TASK OBJECTIVE
What you return must be every line from the beginning of the data through the line holding "370L556 382L512 475L608", unchanged.

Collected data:
BEGIN

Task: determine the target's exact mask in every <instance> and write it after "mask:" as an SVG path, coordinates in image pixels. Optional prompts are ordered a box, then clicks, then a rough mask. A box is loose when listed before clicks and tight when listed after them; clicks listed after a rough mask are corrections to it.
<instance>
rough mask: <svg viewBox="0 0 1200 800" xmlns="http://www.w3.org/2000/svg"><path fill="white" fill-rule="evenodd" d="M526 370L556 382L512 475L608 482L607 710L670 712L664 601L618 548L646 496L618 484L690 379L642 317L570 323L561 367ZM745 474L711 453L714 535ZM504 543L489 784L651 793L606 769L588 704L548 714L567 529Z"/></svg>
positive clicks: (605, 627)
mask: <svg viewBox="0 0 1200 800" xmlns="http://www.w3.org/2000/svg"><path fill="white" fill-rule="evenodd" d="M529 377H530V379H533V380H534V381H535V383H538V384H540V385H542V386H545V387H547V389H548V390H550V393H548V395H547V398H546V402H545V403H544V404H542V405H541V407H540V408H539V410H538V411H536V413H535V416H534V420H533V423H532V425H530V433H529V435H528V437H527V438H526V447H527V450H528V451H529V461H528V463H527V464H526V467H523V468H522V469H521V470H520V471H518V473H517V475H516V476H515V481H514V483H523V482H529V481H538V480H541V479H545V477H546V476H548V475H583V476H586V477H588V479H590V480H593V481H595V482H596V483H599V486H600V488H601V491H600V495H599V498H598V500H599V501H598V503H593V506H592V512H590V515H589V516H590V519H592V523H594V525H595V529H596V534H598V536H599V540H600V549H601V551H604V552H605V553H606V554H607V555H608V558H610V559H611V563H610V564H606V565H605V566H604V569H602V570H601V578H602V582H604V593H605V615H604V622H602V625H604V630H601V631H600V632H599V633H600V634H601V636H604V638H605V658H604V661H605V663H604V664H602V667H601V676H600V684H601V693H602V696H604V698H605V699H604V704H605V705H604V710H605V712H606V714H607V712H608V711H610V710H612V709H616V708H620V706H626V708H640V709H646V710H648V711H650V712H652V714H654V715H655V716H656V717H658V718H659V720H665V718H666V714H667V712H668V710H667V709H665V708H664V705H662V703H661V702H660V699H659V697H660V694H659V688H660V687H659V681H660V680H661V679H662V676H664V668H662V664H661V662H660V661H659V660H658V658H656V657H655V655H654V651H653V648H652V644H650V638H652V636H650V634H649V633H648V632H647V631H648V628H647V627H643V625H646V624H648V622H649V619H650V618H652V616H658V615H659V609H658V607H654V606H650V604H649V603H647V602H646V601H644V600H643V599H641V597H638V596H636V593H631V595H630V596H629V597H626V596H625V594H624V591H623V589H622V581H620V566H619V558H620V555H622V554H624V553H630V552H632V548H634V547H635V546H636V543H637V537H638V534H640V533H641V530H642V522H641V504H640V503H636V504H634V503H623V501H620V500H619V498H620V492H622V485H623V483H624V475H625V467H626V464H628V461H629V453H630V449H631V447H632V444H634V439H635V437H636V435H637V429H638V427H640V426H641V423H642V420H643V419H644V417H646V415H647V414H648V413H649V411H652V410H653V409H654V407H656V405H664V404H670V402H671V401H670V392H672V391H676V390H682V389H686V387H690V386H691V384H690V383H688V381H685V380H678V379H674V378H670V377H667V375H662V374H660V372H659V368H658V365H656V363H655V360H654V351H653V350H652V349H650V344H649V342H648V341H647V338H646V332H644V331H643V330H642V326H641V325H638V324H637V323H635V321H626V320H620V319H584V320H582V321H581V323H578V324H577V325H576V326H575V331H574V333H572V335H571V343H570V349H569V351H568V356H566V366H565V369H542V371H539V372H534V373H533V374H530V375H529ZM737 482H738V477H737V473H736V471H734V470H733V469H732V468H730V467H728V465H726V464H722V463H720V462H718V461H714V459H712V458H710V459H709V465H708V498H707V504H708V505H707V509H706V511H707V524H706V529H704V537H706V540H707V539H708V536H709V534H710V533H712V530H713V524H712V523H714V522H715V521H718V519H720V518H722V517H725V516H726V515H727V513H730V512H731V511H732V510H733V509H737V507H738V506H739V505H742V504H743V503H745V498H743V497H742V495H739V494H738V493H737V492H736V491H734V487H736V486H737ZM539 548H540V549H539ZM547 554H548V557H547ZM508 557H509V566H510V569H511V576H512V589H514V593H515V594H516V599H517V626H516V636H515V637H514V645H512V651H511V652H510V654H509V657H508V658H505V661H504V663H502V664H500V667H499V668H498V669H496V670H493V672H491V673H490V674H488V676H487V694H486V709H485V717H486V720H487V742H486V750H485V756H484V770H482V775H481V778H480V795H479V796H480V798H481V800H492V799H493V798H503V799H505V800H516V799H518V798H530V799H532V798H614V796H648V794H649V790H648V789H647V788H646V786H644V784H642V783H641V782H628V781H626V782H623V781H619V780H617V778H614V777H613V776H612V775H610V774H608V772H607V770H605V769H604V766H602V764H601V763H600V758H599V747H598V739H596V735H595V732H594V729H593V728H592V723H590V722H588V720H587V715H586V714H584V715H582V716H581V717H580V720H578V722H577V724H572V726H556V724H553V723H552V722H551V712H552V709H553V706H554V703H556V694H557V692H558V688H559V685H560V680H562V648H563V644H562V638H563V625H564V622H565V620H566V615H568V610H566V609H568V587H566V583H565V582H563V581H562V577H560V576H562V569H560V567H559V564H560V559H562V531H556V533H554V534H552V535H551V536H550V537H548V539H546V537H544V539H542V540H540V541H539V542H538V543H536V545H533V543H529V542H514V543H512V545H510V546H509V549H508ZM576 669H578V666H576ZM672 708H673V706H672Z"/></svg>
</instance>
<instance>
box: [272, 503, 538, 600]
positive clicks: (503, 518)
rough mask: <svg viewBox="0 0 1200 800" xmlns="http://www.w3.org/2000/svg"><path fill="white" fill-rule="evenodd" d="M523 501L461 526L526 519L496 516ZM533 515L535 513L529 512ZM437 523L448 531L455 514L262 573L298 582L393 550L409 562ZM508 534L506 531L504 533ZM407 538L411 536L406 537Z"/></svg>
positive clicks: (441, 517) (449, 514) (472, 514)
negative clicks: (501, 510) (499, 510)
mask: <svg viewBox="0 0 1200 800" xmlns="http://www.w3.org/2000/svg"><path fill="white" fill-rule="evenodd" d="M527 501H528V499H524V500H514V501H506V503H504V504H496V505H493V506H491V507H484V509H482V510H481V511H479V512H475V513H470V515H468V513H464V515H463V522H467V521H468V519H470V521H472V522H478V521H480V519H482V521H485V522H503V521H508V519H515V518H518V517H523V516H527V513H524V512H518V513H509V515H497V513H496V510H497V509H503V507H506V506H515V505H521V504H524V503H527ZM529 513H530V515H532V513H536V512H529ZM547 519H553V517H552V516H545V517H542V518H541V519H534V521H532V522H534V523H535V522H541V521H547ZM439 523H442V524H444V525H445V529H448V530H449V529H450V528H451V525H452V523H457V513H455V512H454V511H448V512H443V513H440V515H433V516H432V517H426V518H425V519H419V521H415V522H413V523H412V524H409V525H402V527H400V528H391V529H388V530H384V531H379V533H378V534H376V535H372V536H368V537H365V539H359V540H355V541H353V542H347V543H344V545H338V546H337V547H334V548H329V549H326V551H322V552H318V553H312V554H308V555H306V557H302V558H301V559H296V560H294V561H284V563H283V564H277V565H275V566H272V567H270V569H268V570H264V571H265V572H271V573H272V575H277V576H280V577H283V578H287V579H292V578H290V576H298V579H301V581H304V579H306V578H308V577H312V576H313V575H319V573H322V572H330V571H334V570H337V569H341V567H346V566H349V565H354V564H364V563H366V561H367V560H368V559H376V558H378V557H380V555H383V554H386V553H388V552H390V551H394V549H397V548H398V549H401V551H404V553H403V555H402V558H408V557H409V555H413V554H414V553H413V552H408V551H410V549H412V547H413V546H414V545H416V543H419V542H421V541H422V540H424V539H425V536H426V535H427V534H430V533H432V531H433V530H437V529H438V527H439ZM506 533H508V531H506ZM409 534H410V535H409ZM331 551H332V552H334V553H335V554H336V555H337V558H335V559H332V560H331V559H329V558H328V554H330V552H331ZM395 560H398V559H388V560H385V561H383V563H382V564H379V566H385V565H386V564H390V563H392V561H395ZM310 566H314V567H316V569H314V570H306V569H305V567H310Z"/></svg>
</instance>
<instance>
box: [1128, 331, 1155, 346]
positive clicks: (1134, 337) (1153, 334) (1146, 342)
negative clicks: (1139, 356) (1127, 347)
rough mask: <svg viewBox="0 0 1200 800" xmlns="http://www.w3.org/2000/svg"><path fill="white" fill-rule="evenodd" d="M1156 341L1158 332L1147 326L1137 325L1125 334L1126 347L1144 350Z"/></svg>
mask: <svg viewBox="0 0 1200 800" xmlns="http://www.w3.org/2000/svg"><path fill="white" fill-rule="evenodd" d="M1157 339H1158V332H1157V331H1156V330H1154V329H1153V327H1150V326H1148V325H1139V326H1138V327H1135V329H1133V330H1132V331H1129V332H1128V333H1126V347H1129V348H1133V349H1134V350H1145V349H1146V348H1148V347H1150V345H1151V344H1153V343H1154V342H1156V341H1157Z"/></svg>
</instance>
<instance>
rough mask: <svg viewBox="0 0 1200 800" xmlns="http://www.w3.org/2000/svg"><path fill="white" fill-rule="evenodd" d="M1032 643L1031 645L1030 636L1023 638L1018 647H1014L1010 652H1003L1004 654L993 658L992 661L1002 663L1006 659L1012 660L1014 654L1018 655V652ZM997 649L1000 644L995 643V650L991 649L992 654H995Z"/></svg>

END

SOLVED PROBLEM
Task: determine the target's exact mask in every <instance> and write it after "mask:" as an SVG path, coordinates in image pixels. Optional prompts are ordered a box, then clicks, then a rough mask. A box is loose when listed before clicks and tight when listed after them; clicks listed after a rough mask are corrections to it.
<instance>
rough mask: <svg viewBox="0 0 1200 800" xmlns="http://www.w3.org/2000/svg"><path fill="white" fill-rule="evenodd" d="M526 370L556 382L512 475L608 482L607 710L670 712L664 601L618 548L646 496L618 484L690 379L642 317L570 323L561 367ZM745 474L711 453L714 535ZM504 543L489 784L651 793L606 769L588 704L548 714L567 529Z"/></svg>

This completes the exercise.